Reproduce every line of the material below, changing nothing.

[start of LISTED ENTRIES]

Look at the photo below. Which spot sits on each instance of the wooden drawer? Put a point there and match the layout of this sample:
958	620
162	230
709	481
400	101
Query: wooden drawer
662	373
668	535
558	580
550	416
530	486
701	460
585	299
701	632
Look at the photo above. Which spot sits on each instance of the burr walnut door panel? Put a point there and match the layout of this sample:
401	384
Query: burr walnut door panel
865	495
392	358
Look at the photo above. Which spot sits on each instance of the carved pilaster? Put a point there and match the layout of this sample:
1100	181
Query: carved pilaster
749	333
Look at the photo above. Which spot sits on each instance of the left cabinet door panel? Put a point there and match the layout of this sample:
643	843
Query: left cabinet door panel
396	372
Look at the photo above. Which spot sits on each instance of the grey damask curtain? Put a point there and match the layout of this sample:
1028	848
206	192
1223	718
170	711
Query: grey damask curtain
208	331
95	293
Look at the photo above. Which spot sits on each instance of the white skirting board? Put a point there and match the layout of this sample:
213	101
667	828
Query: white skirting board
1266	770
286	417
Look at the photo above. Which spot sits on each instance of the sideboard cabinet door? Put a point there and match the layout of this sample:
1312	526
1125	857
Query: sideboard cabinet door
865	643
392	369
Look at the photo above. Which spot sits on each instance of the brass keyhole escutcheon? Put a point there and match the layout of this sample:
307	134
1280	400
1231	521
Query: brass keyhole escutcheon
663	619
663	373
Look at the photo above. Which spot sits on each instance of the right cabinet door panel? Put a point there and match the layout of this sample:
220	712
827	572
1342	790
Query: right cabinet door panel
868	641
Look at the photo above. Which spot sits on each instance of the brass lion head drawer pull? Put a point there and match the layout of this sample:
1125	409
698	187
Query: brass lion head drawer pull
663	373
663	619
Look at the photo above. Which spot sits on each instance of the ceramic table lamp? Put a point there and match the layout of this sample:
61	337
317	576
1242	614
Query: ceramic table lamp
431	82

[end of LISTED ENTRIES]

EXERCISE OUTPUT ::
Look at the photo below. Which spot sits on each instance of the wooden drawer? Put a point there and match the layout of this sample:
958	620
162	230
709	481
400	101
Query: wooden drawer
662	373
668	535
558	580
550	416
530	486
701	460
585	299
701	632
Look at the photo above. Which spot sits on each instance of the burr walnut door panel? Put a point there and match the layout of this sample:
401	384
Query: burr walnut door panel
865	495
392	358
Look at the photo above. Which spot sits on each instance of the carved pilaster? Put a point there and match the layout of this sample:
1100	181
Query: carved pilaster
749	333
Look at the photo above. Which spot sits on each instance of the left cabinet door panel? Put a point there and match the layout of this sample:
643	843
Query: left cabinet door panel
396	372
Look at the photo above. Which spot sits on each instance of the grey damask curtain? Put a point there and match the layout of this sample:
1028	848
206	192
1223	718
170	711
Query: grey damask curtain
208	331
95	293
Look at the photo above. Which spot sits on each instance of the white skirting board? Put a point there and match the layout of this sample:
213	101
667	828
Query: white skirting board
1266	770
286	417
Look at the photo above. Which spot sits on each instance of the sideboard cabinet door? Put a point there and match the layout of this sample:
1312	526
1125	857
Query: sideboard cabinet door
865	643
392	369
Look at the photo above. Which spot sits on each instance of the brass keyhole escutcheon? Put a point there and match the layout of this sample:
307	134
1280	400
1231	521
Query: brass keyhole escutcheon
663	619
663	373
Look at the photo above. Which spot sits on each instance of the right cabinet door panel? Put a point there and match the layout of this sample:
220	712
827	572
1342	790
Query: right cabinet door panel
868	641
Look at the photo above. Which spot sits on each instance of the brass lion head drawer pull? Put a point there and match the layout of this sample:
1125	409
698	187
Query: brass lion head drawer pull
663	373
663	619
Look at the photo above. Which spot sits on each instance of the ceramic table lamp? Put a point there and match the layout of this sample:
61	337
317	576
1242	614
Query: ceramic table lamp
431	82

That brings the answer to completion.